#### EXCERPT
RAS in action: Clifford Fedler, a professor of civil engineering at Texas Tech University, has taken the idea of RAS and created a system that can also treat wastewater and create biomass to be used as renewable fuel, potentially helping rural and underserved communities become largely self-sufficient. The systems use the wastewater to grow plants such as water hyacinth, which produces one of the highest biomass yields and is the fastest-growing plant in a hydroponic system. In 2004, the system was implemented in a Peruvian village, and it now turns human and animal wastewater into reusable fuel, providing electricity for cooking and lighting.
4. Using locally caught fish as feed: The question of how to feed fish raised in aquaculture operations is controversial. Many researchers, such as Rosamund Naylor and Marshall Burke from Stanford University, now estimate large-scale, industrial aquaculture to be a “net drain” on the world’s fish supply, meaning that farms raising larger fish such as tuna actually consume more fish in the form of ground-up feed than they produce for human consumption. In addition, farmers are increasingly cutting costs by feeding fishmeal to traditionally herbivorous fish. Aquaculture that relies on local supplies of fish to feed their fish stock could reduce the inputs of industrial operations.
########
#### RAW DATA
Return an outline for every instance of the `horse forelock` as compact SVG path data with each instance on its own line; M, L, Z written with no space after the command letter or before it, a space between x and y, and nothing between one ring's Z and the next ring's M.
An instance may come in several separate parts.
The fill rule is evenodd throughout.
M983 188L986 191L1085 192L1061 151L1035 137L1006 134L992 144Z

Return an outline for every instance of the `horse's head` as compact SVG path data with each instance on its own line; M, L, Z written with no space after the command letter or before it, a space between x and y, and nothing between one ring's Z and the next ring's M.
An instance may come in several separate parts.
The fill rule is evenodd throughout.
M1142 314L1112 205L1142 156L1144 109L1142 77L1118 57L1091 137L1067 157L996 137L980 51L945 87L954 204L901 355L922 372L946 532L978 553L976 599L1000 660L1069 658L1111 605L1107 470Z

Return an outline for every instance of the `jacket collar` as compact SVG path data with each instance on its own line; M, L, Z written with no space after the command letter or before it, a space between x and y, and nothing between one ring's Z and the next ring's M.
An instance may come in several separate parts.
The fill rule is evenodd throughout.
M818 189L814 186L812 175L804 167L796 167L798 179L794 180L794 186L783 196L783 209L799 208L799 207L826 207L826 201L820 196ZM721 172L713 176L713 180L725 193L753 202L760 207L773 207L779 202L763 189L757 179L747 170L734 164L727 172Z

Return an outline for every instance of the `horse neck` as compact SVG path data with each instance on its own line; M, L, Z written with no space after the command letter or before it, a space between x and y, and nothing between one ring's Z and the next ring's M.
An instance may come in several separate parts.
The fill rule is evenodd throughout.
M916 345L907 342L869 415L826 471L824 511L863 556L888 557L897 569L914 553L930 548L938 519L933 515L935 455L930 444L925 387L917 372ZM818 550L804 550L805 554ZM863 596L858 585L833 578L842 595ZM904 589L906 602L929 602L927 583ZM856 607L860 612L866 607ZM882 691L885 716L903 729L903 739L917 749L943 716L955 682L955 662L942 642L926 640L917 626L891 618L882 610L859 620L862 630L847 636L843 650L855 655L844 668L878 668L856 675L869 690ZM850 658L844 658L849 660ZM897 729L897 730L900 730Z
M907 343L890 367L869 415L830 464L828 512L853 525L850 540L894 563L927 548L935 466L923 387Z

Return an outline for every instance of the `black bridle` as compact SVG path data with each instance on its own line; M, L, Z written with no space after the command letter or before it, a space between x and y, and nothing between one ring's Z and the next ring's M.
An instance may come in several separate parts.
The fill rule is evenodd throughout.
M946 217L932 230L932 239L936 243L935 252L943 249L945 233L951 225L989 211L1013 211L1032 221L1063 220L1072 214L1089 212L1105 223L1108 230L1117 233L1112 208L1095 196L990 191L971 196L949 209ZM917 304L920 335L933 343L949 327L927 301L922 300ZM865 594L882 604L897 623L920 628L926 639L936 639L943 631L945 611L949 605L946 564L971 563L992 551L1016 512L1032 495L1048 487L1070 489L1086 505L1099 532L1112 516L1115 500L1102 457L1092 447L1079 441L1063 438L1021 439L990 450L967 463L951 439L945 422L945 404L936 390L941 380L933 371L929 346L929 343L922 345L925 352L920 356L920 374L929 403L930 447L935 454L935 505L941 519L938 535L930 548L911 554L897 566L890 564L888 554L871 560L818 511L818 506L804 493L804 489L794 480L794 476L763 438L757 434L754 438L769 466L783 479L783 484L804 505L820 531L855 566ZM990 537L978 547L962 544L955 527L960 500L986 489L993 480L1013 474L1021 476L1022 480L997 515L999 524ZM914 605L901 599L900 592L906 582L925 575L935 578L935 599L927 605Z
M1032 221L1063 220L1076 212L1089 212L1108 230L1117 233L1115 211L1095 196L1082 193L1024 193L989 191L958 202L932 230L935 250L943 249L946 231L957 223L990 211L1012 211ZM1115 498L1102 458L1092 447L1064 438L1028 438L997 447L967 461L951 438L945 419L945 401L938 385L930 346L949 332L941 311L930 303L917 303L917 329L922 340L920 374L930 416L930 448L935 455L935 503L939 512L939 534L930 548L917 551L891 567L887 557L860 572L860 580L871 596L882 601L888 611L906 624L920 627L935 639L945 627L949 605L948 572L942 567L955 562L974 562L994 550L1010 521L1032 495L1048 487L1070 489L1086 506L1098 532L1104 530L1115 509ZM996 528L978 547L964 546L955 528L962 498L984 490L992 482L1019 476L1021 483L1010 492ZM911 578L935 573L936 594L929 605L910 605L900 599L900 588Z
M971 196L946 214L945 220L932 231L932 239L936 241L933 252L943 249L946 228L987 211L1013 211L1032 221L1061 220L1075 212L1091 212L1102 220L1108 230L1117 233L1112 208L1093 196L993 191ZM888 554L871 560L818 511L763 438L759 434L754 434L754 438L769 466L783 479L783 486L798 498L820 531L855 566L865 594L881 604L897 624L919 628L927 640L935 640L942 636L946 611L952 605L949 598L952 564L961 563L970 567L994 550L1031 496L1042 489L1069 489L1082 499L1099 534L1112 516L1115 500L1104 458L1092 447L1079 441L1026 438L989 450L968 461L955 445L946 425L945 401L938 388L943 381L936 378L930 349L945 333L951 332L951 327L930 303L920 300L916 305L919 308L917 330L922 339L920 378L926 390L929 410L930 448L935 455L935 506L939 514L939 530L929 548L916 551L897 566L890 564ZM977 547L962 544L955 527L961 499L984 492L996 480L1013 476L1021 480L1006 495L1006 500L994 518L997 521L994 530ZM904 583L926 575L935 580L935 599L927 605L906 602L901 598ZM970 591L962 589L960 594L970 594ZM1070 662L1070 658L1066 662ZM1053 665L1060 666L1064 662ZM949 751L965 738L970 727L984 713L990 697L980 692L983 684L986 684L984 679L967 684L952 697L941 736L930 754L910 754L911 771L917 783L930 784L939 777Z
########
■ TASK LIST:
[1] According to the excerpt on aquaculture, in what year was Clifford Fedler's system put into use in a Peruvian village?
[2] Decide whether each statement agrees with the excerpt on aquaculture. Answer yes or no for each, and quote the words of the excerpt that settle it.
(a) Water hyacinth is the fastest-growing plant in a hydroponic system.
(b) Rosamund Naylor and Marshall Burke are researchers at Texas Tech University.
(c) Farmers are feeding fishmeal to traditionally herbivorous fish to lower their costs.
[3] Summarize the excerpt on aquaculture in two sentences.

■ ANSWER LIST:
[1] 2004

[2]
(a) Yes: "is the fastest-growing plant in a hydroponic system"
(b) No: "Rosamund Naylor and Marshall Burke from Stanford University"
(c) Yes: "farmers are increasingly cutting costs by feeding fishmeal to traditionally herbivorous fish"

[3] Clifford Fedler of Texas Tech University built on RAS to create a system that treats wastewater and grows biomass for renewable fuel, and since 2004 it has turned wastewater into fuel for cooking and lighting in a Peruvian village. Because many researchers consider large-scale industrial aquaculture a "net drain" on the world's fish supply, feeding farmed fish with local supplies of fish could reduce the inputs of industrial operations.